• [TEXTO DE ORIGEN]
----
6. El actor político debe presentarse siempre como si durante toda su trayectoria no se hubiera equivocado nunca:
El político tradicional parte de la errada noción de que si exhibe sus errores los electores le perderán el respeto y ya nunca será elegido. A medida que los medios de comunicación han ido desmitificando las otrora inaccesibles y sacralizadas figuras políticas, esta postura es menos sostenible. El pueblo sabe intuitivamente que es imposible, aún para el político más admirable, la inerrancia política.
7. Los valores expresados en las ideologías políticas son intrínsecamente metas u objetivos:
Se cree que nociones tales como «el Bien Común», «la justicia social internacional», «la dignidad de la persona humana», etcétera, son conceptos susceptibles de ser considerados como objetivos. Se llega a decir, por ejemplo, que el Preámbulo de la Constitución es un «modelo de desarrollo», o la Constitución misma un «proyecto de país». En verdad, lo que es factible hacer es inventar políticas, y luego emplear los valores como criterios de selección para escoger la política que deba aplicarse.
----
• [DATOS MOSTRADOS]
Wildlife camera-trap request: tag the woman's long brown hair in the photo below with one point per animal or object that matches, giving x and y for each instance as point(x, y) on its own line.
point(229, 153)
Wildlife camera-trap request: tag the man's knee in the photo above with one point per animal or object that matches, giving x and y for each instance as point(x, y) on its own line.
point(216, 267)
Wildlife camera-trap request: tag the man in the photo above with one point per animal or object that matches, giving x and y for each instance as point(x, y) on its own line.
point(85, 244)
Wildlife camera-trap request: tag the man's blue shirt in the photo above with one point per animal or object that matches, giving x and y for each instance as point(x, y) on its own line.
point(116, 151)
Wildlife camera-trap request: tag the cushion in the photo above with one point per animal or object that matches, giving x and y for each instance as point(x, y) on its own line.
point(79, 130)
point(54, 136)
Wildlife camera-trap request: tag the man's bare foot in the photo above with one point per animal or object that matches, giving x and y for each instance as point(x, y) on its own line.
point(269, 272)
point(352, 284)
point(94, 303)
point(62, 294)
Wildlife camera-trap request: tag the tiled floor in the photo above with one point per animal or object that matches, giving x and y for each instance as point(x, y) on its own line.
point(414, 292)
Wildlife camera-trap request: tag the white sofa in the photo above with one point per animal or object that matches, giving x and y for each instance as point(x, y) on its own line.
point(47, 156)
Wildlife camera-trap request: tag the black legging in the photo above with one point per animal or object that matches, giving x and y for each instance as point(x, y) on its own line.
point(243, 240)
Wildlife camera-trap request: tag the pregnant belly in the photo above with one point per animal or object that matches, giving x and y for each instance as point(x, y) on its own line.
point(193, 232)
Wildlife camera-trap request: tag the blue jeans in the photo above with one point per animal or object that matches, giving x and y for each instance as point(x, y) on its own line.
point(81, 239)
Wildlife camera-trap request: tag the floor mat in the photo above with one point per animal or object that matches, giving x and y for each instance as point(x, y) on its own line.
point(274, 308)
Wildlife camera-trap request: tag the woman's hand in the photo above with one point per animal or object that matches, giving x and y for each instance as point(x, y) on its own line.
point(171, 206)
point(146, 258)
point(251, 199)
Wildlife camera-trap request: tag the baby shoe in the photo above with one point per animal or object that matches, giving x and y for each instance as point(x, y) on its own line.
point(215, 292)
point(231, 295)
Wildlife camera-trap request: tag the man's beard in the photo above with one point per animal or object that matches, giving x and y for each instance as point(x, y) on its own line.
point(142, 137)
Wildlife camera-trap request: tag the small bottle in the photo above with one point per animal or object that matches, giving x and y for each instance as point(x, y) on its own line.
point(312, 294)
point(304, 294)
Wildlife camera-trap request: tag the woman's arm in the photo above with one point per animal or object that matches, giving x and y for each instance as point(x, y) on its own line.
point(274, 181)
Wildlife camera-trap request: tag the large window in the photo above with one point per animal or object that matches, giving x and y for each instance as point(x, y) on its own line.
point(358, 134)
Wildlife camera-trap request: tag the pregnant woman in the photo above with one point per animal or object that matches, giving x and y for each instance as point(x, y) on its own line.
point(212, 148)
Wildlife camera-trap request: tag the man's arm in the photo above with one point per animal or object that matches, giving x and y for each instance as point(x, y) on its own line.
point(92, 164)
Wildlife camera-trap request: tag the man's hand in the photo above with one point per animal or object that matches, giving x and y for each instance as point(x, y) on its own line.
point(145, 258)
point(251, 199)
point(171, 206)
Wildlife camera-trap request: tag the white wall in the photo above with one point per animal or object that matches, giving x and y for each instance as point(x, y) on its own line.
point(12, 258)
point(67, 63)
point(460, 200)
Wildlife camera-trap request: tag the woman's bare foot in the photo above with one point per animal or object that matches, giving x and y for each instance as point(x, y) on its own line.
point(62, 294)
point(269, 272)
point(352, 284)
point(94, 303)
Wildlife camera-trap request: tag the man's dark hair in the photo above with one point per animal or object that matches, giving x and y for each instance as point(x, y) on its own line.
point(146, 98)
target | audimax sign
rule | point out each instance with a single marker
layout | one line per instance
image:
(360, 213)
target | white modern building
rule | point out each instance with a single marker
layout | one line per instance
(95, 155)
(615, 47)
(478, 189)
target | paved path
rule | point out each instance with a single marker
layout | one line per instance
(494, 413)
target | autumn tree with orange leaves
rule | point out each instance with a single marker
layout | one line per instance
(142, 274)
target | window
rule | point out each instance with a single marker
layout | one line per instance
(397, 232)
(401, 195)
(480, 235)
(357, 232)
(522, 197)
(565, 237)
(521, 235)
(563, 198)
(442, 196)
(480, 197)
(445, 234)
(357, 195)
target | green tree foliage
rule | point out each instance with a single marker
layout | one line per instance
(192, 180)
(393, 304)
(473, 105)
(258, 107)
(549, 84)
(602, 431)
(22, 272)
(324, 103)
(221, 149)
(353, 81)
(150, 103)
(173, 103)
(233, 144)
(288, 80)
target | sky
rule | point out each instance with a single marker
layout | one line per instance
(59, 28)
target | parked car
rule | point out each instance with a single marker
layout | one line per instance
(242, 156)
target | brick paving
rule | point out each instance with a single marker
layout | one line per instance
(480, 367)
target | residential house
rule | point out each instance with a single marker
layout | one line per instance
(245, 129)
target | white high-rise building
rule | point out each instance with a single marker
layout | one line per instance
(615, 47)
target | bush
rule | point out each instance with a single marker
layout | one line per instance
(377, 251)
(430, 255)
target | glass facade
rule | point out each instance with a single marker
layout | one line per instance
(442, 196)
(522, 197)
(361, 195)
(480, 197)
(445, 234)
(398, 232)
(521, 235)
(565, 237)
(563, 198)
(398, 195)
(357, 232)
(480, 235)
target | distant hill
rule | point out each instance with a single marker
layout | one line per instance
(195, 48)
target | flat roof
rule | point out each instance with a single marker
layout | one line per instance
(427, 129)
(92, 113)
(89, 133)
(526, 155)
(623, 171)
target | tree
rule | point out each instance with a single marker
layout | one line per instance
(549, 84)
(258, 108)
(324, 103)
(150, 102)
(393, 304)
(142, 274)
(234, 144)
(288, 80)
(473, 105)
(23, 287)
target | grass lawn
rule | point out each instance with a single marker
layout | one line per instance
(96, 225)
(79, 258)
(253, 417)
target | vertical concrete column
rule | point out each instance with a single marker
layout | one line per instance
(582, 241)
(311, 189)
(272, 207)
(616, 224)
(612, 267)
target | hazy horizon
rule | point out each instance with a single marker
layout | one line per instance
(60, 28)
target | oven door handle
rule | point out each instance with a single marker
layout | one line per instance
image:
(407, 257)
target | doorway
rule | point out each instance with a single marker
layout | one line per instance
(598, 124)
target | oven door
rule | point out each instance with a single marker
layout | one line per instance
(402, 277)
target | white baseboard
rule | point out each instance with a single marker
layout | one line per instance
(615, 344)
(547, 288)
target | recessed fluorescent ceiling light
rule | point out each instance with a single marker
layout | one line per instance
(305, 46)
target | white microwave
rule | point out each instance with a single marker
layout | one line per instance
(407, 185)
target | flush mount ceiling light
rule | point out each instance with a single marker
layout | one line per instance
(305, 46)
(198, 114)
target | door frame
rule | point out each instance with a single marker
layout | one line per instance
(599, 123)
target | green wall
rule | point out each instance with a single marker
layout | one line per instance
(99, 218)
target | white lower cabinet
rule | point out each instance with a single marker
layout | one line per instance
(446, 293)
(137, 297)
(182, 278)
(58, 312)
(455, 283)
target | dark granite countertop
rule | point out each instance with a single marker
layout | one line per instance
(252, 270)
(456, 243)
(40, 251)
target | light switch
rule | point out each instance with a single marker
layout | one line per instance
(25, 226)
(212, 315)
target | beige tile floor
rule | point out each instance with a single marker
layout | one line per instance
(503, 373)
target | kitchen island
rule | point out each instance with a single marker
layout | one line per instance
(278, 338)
----
• [REQUISITOS DEL EJERCICIO] Según el texto de origen, ¿qué se llega a describir como un «modelo de desarrollo»?

• [TU SOLUCIÓN] El Preámbulo de la Constitución.